# Work instruction
Set out exactly every line of the entries below, starting at the line that holds "[[57, 50], [440, 151], [194, 163]]" and stopping after the line that holds "[[465, 57], [468, 109], [417, 325]]".

# Data
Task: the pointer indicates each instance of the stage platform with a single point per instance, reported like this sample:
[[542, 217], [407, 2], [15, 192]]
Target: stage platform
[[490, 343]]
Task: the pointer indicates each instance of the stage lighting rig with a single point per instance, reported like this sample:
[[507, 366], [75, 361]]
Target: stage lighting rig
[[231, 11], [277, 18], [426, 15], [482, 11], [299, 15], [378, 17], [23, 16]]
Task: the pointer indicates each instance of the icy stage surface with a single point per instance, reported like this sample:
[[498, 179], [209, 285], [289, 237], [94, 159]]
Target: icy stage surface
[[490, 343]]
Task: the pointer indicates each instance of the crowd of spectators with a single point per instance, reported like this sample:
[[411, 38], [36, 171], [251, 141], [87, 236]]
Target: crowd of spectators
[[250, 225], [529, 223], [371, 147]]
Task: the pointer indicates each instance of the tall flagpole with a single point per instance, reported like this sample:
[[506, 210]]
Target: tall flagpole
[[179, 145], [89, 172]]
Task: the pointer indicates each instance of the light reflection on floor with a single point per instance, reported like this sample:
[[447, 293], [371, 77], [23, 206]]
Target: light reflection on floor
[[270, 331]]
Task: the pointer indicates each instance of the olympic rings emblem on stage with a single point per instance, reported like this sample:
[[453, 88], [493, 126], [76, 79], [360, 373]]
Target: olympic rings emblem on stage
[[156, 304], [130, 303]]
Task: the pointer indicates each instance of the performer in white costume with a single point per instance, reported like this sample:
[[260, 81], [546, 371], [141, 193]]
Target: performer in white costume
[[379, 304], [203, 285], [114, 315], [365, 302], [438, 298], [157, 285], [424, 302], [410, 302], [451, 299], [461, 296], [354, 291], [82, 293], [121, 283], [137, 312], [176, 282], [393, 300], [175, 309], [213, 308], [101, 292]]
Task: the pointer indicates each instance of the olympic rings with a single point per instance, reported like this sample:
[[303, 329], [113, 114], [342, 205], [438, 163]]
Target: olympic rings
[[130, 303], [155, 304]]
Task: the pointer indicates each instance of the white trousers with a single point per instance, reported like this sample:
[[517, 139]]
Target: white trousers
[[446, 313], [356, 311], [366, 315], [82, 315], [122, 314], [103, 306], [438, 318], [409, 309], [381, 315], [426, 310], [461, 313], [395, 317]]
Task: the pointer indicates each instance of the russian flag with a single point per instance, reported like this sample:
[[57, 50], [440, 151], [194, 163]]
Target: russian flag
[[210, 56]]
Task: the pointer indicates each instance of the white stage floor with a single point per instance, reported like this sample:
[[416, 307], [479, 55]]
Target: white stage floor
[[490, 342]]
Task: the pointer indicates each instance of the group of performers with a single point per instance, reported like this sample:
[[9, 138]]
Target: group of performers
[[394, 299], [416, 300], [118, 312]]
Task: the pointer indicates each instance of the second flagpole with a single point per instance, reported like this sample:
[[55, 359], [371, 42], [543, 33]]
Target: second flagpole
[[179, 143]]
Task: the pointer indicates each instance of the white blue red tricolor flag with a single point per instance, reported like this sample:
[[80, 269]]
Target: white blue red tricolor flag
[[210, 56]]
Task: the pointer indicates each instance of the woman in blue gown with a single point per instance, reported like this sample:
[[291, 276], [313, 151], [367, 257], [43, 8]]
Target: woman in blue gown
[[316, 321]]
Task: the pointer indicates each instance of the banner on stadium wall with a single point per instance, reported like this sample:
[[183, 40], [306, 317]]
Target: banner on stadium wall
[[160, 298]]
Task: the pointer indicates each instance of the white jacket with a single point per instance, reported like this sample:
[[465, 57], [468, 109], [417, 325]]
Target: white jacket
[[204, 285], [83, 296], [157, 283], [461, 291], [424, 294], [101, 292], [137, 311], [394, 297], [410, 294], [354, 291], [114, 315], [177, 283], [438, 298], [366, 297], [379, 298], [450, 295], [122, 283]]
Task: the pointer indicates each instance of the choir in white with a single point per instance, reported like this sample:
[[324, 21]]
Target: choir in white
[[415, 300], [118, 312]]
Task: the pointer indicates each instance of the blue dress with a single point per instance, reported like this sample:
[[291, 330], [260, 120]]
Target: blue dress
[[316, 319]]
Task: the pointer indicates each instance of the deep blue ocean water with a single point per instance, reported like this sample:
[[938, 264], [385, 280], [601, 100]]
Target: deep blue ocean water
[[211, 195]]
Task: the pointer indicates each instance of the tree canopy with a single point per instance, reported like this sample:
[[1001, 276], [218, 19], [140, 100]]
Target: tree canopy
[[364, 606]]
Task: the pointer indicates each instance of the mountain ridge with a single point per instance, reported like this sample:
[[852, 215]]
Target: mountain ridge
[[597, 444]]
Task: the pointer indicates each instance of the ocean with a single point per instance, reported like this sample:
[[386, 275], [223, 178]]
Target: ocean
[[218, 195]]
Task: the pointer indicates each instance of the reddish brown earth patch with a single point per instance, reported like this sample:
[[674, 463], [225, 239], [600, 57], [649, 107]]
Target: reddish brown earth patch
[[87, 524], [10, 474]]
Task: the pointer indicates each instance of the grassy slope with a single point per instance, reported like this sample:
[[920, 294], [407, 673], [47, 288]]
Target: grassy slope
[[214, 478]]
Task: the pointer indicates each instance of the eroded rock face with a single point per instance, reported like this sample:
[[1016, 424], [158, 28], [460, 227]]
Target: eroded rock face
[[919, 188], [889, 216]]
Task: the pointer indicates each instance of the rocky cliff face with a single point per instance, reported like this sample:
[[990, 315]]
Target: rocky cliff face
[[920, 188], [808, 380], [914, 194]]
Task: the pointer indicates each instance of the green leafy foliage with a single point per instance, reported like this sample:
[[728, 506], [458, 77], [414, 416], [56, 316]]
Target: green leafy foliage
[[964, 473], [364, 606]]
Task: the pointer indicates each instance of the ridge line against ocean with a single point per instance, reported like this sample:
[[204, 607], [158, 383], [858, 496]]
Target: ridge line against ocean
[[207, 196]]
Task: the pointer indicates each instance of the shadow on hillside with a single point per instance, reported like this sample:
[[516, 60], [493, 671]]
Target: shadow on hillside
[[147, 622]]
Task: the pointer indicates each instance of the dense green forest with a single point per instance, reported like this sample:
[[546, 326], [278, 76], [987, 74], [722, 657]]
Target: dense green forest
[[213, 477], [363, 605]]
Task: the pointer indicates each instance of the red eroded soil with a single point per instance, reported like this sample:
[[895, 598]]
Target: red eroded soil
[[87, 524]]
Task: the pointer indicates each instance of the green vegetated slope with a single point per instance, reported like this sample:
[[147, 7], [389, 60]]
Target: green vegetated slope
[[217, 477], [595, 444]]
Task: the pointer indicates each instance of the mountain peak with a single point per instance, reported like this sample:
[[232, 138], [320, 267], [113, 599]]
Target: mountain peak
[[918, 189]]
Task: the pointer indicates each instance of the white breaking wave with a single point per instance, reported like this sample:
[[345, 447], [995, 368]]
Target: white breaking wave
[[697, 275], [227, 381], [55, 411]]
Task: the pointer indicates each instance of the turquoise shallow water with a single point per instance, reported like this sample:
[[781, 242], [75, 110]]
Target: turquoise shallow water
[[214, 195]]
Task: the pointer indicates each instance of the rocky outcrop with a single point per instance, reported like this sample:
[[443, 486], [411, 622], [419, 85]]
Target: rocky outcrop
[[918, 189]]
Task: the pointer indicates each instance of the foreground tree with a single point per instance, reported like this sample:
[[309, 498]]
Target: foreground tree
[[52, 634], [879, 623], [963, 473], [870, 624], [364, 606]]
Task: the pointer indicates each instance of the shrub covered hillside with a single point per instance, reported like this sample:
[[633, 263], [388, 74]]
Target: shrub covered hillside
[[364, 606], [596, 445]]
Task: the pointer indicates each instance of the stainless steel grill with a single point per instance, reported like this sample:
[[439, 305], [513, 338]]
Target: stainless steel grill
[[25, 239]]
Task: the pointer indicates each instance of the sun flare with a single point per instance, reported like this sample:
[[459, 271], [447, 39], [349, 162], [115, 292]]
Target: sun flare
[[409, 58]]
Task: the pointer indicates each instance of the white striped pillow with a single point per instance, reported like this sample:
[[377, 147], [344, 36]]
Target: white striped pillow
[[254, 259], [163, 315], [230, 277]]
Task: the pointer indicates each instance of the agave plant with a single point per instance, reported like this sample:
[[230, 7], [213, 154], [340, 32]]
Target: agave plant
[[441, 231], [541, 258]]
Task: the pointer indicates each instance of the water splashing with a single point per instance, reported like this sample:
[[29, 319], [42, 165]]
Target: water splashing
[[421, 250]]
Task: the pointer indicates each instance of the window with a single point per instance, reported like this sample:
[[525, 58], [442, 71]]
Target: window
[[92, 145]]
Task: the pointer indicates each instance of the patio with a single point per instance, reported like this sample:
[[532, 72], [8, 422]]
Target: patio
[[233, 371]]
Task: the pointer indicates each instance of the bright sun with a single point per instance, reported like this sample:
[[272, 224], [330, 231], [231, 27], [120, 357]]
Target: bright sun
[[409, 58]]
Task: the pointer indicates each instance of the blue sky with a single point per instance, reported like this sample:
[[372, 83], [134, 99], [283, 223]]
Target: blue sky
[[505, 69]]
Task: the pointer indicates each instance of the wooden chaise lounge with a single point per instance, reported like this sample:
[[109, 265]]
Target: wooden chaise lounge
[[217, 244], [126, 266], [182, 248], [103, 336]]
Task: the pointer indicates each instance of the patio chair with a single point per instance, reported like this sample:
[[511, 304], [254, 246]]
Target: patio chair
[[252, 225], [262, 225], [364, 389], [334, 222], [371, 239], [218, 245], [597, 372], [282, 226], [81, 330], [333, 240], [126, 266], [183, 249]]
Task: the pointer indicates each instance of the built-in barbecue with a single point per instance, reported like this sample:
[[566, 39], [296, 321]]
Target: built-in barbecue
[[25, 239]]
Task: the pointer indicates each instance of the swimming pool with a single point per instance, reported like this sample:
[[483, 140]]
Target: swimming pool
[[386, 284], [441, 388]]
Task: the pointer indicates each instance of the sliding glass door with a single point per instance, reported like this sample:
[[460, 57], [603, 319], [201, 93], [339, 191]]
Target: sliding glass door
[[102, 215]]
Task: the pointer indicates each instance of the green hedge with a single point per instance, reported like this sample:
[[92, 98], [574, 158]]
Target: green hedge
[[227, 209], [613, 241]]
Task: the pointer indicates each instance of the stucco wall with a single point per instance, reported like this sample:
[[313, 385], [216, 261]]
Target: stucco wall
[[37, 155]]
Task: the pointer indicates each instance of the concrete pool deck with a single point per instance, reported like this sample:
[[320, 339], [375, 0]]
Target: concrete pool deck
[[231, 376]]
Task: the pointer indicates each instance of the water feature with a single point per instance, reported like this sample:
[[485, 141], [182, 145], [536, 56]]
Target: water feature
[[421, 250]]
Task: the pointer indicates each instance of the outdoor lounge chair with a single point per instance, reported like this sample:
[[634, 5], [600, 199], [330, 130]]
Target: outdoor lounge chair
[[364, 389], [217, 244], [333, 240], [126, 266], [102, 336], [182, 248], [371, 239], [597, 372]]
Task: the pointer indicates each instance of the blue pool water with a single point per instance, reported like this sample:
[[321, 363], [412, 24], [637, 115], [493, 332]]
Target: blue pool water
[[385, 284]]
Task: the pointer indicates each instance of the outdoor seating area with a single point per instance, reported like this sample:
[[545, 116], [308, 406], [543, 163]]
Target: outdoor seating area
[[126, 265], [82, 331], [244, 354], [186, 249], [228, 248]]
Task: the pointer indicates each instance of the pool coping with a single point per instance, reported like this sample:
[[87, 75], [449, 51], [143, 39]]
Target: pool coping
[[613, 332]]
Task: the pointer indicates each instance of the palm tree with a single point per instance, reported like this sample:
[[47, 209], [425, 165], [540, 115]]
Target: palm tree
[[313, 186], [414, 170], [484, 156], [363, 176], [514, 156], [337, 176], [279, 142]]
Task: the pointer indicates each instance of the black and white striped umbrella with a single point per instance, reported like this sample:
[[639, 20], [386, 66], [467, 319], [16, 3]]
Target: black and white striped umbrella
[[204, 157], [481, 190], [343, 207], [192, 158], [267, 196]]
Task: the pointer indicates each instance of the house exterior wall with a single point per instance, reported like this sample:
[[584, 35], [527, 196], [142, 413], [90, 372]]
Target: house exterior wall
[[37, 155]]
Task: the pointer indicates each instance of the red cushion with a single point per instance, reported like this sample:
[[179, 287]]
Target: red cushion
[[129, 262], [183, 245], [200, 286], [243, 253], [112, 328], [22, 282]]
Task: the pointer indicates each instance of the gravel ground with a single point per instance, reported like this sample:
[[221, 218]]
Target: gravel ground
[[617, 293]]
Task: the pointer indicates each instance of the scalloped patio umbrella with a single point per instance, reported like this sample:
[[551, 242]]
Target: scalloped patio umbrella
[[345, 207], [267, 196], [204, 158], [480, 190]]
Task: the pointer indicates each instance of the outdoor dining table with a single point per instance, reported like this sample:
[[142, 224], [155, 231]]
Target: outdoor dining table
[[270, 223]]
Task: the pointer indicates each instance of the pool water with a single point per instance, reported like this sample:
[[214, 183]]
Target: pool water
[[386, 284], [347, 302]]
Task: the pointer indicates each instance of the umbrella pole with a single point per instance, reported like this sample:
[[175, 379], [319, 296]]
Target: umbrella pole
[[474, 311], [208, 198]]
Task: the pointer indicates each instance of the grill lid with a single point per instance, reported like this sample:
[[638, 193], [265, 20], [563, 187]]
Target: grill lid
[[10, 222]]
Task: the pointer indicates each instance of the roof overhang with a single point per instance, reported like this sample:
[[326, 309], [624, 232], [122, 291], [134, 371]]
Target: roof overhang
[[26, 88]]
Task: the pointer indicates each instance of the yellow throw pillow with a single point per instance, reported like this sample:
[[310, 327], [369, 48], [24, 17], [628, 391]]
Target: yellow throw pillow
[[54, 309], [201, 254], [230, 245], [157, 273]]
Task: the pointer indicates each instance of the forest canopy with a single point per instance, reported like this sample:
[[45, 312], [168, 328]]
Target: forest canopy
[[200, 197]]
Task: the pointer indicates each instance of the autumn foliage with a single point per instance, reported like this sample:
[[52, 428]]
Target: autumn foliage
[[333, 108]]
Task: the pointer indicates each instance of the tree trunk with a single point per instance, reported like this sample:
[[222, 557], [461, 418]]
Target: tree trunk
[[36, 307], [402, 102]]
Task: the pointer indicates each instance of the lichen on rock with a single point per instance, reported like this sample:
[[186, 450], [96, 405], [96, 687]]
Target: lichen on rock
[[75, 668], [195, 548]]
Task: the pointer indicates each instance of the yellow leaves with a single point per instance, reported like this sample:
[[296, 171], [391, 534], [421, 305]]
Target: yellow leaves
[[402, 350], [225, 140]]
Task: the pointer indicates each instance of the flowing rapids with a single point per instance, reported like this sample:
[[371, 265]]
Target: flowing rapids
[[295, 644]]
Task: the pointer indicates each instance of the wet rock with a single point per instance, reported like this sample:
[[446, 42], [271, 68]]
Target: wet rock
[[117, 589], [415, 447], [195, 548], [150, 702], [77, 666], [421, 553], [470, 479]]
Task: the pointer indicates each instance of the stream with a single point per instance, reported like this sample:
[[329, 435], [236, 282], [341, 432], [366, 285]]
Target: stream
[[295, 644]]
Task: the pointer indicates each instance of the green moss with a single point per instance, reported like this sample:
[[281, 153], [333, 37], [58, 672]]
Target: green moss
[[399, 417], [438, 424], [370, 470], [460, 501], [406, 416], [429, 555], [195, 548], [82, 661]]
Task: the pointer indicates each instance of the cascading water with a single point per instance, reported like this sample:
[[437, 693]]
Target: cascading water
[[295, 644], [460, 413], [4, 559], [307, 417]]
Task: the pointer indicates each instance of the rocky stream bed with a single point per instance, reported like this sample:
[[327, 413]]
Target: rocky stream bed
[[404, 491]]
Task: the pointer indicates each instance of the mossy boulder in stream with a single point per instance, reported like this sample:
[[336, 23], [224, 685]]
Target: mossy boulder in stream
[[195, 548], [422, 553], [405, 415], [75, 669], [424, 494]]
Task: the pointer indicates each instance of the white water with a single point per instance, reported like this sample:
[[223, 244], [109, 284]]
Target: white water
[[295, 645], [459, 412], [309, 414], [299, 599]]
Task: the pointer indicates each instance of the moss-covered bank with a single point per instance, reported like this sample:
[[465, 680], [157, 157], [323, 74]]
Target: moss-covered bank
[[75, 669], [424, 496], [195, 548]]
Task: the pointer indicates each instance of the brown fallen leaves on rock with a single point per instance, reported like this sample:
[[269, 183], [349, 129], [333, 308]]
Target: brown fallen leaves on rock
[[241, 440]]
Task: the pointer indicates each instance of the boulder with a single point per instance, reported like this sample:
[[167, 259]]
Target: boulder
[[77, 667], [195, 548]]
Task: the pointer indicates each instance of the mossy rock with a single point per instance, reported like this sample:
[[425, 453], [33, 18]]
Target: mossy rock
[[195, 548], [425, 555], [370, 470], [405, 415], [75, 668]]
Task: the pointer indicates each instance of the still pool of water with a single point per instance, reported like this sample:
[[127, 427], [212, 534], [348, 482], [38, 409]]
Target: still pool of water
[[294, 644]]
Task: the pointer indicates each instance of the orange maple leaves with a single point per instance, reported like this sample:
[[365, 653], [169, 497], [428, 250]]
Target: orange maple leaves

# Exercise answer
[[57, 50], [440, 151], [194, 163]]
Target: russian flag
[[210, 56]]
Task: the pointer indicates each instance of the white stage floor with a single point per instance, reported like this sample:
[[416, 307], [479, 55]]
Target: white stage floor
[[490, 342]]
Task: the pointer indicates each instance of the group of performers with a single point per instance, reported like this sample:
[[9, 138]]
Target: group of performers
[[394, 299], [416, 300], [118, 312]]
Task: the pointer indicates each instance of the second flagpole with a single point per instance, reported like this sample:
[[55, 359], [371, 42], [543, 33]]
Target: second flagpole
[[179, 143]]
Task: the pointer indicates each instance of the white blue red tricolor flag with a single point per instance, reported like this sample:
[[80, 269]]
Target: white blue red tricolor flag
[[210, 56]]
Task: the pointer indicates each instance of the woman in blue gown with a single point per instance, reported like this sample:
[[291, 276], [313, 151], [367, 257], [43, 8]]
Target: woman in blue gown
[[316, 321]]
Task: the pointer indicates each instance of the banner on stadium wall with a single point per instance, reported like this sample:
[[183, 40], [306, 317]]
Target: banner on stadium wall
[[160, 298]]
Task: the pointer indicates each instance of the white jacket with a single point per instance, reported like this sample:
[[465, 57], [468, 109], [417, 325]]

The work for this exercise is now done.